### [EXERCISE BRIEF]
Reproduce the part of the entries below that opens with the line containing "Would you mind picking out the wooden plank walkway" and closes with the line containing "<point>6,73</point>", both lines included, and give only those lines. Multiply every coordinate in the points by 0.6 and round each to a whole number, with halves rounded up, leaving all other text unchanged.
═══ PROVIDED INFORMATION ═══
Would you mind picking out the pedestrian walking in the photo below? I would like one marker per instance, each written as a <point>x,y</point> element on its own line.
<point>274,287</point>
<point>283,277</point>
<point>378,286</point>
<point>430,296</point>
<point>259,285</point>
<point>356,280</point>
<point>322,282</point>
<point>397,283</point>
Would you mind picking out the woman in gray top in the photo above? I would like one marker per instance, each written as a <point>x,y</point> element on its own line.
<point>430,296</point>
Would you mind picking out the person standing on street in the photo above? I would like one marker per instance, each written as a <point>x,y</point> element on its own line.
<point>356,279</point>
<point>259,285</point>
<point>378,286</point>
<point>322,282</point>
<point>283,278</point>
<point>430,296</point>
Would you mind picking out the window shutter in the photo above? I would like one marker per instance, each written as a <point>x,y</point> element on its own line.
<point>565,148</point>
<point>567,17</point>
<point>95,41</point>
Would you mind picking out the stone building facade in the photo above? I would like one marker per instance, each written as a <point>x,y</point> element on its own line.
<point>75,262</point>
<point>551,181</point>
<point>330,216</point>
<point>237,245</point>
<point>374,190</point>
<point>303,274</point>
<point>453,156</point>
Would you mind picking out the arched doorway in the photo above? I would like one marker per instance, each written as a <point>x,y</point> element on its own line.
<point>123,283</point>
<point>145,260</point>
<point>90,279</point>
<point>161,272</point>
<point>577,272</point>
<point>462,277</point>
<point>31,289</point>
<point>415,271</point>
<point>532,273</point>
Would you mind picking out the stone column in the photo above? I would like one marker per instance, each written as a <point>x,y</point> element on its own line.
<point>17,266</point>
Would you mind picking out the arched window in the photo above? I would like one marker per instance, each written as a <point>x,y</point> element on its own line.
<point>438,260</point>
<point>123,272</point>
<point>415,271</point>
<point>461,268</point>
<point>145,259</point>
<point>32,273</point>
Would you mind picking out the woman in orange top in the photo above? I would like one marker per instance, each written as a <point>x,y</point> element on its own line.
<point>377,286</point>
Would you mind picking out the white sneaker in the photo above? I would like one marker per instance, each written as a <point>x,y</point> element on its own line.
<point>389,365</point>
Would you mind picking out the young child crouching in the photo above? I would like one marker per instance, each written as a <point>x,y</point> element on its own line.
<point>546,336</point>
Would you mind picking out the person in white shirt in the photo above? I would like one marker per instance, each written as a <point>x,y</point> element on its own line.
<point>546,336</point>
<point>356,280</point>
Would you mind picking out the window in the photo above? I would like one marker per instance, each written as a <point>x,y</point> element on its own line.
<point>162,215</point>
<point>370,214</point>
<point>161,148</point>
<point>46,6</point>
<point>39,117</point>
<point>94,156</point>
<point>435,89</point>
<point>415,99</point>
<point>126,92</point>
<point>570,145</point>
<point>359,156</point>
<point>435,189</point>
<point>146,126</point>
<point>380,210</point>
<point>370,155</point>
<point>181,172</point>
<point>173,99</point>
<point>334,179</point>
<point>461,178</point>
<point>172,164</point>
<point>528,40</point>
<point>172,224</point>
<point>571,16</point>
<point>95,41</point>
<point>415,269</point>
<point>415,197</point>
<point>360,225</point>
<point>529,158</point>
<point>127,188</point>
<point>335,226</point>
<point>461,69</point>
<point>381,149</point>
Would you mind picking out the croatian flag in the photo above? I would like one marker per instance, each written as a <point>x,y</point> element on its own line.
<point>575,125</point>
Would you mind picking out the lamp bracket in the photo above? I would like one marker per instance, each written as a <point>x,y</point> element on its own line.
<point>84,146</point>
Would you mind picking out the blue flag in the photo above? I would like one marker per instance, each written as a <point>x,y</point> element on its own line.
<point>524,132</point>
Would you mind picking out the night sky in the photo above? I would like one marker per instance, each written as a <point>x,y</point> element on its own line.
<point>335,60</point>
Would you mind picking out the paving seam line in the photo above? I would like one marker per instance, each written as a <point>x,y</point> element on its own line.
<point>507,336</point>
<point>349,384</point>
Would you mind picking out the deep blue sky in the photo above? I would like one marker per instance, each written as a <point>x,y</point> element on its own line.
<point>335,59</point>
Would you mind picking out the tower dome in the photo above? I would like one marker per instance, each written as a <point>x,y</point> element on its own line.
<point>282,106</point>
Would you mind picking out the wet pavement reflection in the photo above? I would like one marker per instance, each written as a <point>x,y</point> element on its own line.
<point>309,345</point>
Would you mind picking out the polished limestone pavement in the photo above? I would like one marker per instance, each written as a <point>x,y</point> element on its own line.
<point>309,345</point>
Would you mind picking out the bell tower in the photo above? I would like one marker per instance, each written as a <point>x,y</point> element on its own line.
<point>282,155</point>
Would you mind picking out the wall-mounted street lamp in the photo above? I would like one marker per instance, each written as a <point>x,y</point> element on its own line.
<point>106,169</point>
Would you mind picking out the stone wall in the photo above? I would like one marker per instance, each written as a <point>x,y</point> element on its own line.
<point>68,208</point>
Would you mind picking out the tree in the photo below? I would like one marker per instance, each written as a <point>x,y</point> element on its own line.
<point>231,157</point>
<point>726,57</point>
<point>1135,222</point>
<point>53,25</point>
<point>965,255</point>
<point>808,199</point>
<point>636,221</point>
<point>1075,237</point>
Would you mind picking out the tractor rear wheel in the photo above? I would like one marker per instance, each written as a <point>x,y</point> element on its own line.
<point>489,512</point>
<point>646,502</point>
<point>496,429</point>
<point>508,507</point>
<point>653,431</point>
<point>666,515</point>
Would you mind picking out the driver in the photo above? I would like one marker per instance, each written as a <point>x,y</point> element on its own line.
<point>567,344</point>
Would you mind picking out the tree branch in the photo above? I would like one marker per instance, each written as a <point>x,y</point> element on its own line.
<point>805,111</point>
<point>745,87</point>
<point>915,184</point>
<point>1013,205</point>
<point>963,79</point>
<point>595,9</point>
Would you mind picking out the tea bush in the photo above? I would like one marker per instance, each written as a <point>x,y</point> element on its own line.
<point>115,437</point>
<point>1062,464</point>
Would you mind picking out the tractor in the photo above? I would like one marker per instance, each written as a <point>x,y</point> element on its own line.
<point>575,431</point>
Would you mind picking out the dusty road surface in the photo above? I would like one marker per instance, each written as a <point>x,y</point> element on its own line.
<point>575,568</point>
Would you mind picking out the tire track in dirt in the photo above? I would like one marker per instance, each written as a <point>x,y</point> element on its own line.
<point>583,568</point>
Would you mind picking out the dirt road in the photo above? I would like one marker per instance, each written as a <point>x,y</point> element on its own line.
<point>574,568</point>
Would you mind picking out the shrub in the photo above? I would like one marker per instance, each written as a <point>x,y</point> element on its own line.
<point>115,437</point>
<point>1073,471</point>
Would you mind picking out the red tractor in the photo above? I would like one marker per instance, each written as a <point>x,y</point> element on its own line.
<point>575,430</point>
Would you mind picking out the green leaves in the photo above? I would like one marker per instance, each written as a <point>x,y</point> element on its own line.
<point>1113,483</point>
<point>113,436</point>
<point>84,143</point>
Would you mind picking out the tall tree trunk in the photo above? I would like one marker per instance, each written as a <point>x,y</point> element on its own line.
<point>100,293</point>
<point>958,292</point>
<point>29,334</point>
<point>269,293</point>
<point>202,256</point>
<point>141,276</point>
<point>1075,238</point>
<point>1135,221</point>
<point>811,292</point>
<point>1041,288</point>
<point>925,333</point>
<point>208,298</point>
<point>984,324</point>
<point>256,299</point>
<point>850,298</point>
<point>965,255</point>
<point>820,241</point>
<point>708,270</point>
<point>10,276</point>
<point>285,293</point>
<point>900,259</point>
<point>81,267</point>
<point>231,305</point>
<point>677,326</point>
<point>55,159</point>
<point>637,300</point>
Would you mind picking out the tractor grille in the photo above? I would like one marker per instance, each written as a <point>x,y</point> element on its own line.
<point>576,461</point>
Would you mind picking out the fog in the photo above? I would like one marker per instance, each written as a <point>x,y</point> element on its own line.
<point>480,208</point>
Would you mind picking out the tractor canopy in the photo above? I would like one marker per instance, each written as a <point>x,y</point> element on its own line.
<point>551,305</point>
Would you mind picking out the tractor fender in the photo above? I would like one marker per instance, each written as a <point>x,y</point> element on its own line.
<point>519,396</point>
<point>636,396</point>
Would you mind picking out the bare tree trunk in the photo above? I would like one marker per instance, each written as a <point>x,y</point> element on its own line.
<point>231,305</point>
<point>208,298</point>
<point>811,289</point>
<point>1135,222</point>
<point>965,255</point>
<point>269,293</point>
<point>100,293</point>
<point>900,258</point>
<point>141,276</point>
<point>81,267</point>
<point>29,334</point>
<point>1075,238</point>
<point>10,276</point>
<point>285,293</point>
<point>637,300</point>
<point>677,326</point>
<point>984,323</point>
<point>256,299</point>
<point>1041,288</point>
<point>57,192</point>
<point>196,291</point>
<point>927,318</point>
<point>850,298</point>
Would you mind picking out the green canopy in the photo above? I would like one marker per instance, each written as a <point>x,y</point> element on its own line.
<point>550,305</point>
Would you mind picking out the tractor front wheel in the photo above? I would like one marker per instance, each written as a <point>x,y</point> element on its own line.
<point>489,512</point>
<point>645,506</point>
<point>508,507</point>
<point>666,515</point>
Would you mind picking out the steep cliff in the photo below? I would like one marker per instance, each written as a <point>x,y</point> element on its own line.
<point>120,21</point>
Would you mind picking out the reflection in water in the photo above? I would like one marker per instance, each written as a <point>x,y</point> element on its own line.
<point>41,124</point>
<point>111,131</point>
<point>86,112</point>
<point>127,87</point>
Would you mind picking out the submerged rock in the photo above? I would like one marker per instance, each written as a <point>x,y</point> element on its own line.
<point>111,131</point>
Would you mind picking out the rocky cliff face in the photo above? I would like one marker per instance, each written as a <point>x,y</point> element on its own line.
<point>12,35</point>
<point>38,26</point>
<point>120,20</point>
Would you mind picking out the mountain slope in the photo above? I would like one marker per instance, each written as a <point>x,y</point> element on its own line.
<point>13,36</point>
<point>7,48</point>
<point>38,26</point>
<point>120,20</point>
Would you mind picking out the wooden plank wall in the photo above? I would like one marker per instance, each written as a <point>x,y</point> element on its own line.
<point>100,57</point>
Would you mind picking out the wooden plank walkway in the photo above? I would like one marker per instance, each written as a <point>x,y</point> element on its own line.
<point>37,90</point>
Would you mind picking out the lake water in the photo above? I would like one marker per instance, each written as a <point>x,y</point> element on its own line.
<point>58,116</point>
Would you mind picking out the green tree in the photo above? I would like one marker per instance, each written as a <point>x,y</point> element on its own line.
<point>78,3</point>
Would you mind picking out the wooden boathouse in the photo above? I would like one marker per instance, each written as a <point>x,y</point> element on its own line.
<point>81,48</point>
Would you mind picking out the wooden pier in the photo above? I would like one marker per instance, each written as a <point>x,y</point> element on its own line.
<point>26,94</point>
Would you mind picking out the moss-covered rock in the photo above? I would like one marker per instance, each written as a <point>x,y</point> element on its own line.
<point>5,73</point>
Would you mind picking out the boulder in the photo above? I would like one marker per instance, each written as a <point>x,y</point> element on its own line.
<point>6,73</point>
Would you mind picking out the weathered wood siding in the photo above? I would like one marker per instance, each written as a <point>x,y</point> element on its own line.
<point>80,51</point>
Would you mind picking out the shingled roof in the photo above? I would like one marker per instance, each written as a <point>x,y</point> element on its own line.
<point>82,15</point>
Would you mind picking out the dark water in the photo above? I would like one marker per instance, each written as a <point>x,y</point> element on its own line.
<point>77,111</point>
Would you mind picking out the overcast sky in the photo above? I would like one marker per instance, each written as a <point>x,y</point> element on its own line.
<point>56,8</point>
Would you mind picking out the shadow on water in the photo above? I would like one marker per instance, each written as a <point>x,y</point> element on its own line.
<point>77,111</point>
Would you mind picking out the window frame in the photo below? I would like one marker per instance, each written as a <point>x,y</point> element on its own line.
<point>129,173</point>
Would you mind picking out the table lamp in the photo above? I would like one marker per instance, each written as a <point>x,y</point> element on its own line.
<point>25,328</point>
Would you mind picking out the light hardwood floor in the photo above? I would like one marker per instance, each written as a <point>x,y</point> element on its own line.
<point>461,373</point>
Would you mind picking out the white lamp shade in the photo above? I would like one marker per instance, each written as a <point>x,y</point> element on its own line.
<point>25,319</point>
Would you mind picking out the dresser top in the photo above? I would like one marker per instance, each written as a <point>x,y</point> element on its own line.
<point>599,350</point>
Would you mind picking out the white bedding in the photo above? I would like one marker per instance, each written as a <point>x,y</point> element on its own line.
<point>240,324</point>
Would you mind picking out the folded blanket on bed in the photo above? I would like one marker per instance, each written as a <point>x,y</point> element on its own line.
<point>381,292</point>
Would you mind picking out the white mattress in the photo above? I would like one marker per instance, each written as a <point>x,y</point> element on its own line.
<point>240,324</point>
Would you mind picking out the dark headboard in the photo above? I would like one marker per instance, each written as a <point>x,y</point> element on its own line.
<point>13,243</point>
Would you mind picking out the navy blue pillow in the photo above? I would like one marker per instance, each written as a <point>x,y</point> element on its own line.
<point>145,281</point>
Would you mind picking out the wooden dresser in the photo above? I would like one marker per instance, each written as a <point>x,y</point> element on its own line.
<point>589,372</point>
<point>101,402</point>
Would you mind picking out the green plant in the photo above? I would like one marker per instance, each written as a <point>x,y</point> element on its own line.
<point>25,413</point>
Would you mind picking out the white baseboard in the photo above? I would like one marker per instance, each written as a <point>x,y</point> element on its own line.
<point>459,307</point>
═══
### [RESULT OF THIS TASK]
Would you mind picking out the wooden plank walkway in the photo above? I would like one marker per instance, each written as a <point>x,y</point> element on its own line.
<point>22,54</point>
Would you mind picking out the lake water in the photo above? I would like one marker per instance, each written as a <point>x,y</point> element on its own line.
<point>35,70</point>
Would you mind picking out the green tree in the photo above? I would like one marker per instance, each written as a <point>x,y</point> element on its own line.
<point>47,2</point>
Would you mind picking out the wooden boathouse in the photo above? I would like one marker per instance, each written as a <point>x,y</point> element on its own line.
<point>49,29</point>
Would you mind picking out the wooden pier in the photo above? I would like one marker per instance, each written as a <point>x,y</point> element on its own line.
<point>16,56</point>
Would you mind picking out the moss-covered rock in the photo above? I would like one marker per instance, each written as a <point>x,y</point> element on its own line.
<point>3,44</point>
Would you mind picking out the boulder in the photo above? I would like one marker per instance, each written as a <point>x,y</point> element on its own line.
<point>4,44</point>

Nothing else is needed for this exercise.